Reading text:
The caching problem hiding underneath

While auditing the site I checked the response headers on gabana.dev:

cache-control: no-cache, private
set-cookie: XSRF-TOKEN=...
set-cookie: gabana-session=...
cf-cache-status: DYNAMIC

Every page. Including the work case studies and insights articles — pages with no forms, no user accounts, nothing dynamic whatsoever.

The cause: Laravel's web middleware stack runs on every route by default. StartSession starts a session, sets two cookies, and marks the response no-cache, private. Cloudflare sees the cookies and the no-cache directive and marks the response DYNAMIC — meaning it fetches fresh from the server for every single visitor.

A portfolio site serving identical HTML to every visitor was hitting the origin server on every request. Cache rate: 26%.

The fix: surgical middleware removal

The right fix isn't a Cloudflare workaround. It's stopping Laravel from creating sessions for pages that don't need them.

In Laravel 11, you can exclude specific middleware from specific routes:

Route::withoutMiddleware([
    \Illuminate\Session\Middleware\StartSession::class,
    \Illuminate\Cookie\Middleware\AddQueuedCookiesToResponse::class,
    \Illuminate\Foundation\Http\Middleware\ValidateCsrfToken::class,
    \Illuminate\View\Middleware\ShareErrorsFromSession::class,
])->middleware('public.cache')->group(function () {
    Route::get('/work', [HomeController::class, 'workIndex']);
    Route::get('/work/{slug}', [HomeController::class, 'caseStudyShow']);
    Route::get('/insights', [InsightsController::class, 'index']);
    Route::get('/insights/{slug}', [InsightsController::class, 'show']);
});

The public.cache middleware is a small class that sets the right cache headers:

$response->setPublic();
$response->setSharedMaxAge(14400); // Cloudflare edge: 4 hours
$response->setMaxAge(300);         // Browser: 5 minutes

One important note: Laravel 11 uses ValidateCsrfToken, not VerifyCsrfToken. Using the wrong class name causes the exclusion to silently fail — the middleware runs anyway and the cookies still get set. I lost an hour to this.

With the session middleware removed from read-only routes, the response headers became:

cache-control: public, max-age=300, s-maxage=14400, stale-while-revalidate=60
cf-cache-status: MISS  ← first visitor
cf-cache-status: HIT   ← everyone after

Then a single Cloudflare Cache Rule to make it cache HTML (Cloudflare doesn't cache HTML by default — only static assets):

When: URI path starts with /work or /insights
Cache eligibility: Eligible for cache
Edge TTL: 14400 seconds (4 hours)
Browser TTL: 300 seconds (5 minutes)

What this means for AEO specifically

The two problems connect. AI crawlers don't just need permission to visit — they need to be able to read the page quickly and completely. A site returning DYNAMIC responses with no caching is slower and less reliable for crawlers. A cached, fast, openly-accessible page is more likely to be fully indexed.

Beyond that: AI engines weight pages they can crawl consistently. A page that's sometimes slow, sometimes cookie-gated, sometimes blocked by a WAF rule is a lower-quality signal than one that returns a clean 200 with public cache headers every time.

The crawlers are trying to understand who you are and what you know. Make it easy for them.

The defaults assumption

What I keep thinking about is how many developers have this exact configuration and don't know it. Cloudflare is the default choice for DNS and CDN. Laravel is the default choice for PHP backends. Both have shipped with settings that, in combination, make your site uncacheable and invisible to AI engines.

Neither setting is wrong in isolation. Blocking AI training crawlers is a reasonable default for a production app. Session middleware on all routes is a reasonable default for a web framework. The problem only appears when you look at the full stack and ask: what is actually happening when a request comes in?

That question — what is actually happening — is the one worth asking about every layer of your infrastructure. The answer is usually more interesting than the defaults suggest.

Data provided:

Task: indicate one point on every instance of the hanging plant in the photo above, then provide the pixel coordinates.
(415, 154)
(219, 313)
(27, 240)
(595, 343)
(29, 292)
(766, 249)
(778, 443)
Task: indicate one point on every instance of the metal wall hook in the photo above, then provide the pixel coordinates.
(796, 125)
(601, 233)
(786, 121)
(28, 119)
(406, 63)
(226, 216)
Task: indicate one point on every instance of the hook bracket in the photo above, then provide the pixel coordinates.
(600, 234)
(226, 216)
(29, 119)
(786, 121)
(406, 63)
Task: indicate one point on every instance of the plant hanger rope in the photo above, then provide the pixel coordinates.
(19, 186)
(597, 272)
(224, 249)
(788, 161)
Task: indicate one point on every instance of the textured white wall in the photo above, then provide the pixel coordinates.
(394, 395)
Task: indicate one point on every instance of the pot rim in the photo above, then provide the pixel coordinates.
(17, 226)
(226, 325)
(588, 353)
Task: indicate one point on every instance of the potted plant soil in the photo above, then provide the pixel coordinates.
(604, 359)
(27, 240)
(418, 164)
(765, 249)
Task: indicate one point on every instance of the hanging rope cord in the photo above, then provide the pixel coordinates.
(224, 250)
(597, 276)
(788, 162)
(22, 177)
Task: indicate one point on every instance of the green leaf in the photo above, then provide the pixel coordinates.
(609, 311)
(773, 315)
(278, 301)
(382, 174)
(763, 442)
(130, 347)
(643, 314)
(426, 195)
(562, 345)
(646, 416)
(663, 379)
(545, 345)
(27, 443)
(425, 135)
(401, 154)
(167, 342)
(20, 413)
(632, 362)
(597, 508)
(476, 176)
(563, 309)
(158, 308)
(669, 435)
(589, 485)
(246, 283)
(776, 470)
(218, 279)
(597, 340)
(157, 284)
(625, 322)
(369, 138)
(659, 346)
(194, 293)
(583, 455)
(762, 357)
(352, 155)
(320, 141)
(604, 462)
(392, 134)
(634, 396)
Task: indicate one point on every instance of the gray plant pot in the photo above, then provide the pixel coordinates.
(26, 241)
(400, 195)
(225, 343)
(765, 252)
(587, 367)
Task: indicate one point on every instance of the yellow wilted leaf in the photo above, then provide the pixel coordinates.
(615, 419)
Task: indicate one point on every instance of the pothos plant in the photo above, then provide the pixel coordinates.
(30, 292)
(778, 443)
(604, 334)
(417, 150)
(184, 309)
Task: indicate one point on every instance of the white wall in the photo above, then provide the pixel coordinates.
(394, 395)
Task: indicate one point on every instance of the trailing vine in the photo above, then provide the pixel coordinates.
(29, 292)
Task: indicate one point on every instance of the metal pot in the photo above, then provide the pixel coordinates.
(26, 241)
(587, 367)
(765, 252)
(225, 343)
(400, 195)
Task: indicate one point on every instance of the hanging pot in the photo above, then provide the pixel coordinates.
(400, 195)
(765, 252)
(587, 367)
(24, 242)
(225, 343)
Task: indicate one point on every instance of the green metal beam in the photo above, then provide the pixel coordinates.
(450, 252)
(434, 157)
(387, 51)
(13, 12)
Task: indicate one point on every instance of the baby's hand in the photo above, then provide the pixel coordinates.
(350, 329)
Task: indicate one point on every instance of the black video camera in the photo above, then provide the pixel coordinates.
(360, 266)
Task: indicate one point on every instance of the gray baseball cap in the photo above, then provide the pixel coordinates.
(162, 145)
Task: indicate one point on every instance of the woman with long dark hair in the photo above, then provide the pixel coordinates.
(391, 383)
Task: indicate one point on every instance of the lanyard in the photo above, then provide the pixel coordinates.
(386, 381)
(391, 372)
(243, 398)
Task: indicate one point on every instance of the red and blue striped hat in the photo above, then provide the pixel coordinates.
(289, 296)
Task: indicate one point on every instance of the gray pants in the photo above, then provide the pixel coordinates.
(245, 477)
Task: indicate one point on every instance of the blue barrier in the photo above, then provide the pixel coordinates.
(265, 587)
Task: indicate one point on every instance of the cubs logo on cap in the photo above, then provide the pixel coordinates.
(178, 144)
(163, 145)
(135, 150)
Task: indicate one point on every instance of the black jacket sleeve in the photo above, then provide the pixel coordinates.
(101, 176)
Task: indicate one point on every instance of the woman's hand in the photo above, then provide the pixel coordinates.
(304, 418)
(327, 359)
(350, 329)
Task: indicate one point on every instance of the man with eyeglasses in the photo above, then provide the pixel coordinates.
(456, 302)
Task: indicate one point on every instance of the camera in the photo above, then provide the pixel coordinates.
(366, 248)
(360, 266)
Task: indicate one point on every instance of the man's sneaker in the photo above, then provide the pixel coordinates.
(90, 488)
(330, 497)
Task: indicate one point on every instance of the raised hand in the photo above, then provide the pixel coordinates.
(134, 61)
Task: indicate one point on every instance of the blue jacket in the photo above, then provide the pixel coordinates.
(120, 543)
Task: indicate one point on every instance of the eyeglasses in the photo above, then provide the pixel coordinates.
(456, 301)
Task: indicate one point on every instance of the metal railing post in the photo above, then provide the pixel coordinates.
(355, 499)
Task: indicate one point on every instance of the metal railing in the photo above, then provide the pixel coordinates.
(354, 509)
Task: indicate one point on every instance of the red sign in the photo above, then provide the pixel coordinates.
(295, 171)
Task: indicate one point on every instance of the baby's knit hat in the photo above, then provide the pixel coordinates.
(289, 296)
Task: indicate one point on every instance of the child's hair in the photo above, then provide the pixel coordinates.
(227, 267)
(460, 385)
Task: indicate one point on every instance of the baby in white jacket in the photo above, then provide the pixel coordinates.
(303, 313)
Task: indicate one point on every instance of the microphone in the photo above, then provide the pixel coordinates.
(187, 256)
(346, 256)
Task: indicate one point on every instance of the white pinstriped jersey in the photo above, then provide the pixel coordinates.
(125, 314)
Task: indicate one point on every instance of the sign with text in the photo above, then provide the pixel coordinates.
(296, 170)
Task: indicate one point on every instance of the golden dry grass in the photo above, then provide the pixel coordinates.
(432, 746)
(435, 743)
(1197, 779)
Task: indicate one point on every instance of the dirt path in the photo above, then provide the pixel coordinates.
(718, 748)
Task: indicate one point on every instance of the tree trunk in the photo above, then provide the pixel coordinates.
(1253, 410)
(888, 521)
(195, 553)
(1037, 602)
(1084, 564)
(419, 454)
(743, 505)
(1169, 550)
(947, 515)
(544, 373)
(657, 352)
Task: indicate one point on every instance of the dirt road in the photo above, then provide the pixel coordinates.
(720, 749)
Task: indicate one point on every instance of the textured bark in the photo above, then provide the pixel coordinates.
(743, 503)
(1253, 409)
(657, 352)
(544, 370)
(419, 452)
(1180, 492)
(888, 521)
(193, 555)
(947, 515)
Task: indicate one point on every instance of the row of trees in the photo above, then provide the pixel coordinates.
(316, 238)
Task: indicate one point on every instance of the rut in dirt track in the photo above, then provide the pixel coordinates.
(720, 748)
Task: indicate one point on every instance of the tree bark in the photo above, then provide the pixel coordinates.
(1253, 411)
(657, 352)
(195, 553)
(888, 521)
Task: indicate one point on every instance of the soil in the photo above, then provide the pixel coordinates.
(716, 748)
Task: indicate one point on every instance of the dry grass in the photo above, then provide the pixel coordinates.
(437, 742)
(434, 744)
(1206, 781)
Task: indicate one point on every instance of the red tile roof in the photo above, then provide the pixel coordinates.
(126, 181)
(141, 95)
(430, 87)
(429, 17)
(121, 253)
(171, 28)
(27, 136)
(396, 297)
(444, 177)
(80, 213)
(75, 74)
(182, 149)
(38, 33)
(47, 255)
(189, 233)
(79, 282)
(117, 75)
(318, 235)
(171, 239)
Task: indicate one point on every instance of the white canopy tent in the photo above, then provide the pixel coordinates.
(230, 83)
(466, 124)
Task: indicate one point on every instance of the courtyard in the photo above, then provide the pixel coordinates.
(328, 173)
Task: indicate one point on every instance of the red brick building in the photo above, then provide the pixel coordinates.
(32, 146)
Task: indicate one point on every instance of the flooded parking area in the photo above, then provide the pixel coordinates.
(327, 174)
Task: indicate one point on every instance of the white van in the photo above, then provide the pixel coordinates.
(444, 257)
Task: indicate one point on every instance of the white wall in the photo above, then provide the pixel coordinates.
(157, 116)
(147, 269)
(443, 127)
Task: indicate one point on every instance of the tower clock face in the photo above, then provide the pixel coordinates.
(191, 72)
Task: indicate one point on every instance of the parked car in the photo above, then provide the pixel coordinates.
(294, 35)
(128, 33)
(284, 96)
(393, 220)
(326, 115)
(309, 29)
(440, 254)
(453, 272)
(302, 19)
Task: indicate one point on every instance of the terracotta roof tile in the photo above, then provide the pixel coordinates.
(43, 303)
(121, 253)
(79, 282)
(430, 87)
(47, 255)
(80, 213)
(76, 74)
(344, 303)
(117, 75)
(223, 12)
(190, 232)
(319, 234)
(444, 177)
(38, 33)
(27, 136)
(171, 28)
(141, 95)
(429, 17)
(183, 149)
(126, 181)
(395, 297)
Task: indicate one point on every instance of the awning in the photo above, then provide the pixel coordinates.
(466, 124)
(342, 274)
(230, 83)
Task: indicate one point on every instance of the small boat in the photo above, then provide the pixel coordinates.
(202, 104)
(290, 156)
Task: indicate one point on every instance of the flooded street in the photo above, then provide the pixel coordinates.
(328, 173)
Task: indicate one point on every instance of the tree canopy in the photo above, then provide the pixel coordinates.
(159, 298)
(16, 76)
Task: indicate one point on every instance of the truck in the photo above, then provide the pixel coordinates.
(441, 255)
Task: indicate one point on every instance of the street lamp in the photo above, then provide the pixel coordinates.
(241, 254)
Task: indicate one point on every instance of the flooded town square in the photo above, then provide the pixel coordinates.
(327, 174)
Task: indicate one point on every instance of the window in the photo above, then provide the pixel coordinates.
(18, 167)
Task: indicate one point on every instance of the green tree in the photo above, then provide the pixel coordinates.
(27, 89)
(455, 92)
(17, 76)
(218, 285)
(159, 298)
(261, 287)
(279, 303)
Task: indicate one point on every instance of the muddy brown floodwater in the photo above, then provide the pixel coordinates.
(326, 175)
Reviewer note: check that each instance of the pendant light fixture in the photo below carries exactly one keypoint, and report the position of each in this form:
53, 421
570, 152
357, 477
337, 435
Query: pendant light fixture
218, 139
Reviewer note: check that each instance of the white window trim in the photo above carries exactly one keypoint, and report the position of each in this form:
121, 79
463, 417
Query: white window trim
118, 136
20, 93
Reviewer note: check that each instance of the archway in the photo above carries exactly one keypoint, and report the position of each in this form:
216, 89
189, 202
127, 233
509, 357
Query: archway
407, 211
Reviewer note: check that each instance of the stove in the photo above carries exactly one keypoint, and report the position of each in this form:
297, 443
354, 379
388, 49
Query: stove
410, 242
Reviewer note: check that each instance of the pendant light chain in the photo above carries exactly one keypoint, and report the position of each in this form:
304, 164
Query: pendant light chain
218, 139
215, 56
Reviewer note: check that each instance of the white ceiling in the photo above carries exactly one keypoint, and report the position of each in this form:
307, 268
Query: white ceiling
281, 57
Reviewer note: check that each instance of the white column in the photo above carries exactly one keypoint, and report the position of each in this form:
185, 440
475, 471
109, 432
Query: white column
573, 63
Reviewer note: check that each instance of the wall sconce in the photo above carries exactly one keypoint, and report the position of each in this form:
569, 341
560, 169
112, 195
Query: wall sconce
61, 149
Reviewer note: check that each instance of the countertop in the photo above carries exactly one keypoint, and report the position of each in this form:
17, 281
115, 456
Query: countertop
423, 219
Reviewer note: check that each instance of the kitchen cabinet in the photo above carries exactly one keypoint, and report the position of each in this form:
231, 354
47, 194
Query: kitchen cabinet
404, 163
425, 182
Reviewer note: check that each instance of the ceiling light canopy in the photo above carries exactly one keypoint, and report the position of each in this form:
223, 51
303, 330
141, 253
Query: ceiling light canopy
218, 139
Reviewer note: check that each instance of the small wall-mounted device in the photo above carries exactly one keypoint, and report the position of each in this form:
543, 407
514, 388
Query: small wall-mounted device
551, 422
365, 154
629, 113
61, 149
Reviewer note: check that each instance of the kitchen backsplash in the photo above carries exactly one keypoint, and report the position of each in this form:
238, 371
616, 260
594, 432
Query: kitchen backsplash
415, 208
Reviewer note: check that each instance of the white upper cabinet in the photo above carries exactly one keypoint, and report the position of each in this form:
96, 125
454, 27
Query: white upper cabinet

Assignment 1: Update the caching article's passage that begins at "That question —" and stops after "the defaults suggest.", changing "infrastructure" to "stack".
Assignment 2:
Answer from the caching article:
(a) What was the cache rate before the fix?
(b) Which CSRF middleware class name does Laravel 11 use?
(c) What Edge TTL does the Cloudflare Cache Rule set?
Rely only on the caching article for what comes next.

Expected answer 1:
That question — what is actually happening — is the one worth asking about every layer of your stack. The answer is usually more interesting than the defaults suggest.

Expected answer 2:
(a) 26%
(b) ValidateCsrfToken
(c) 14400 seconds (4 hours)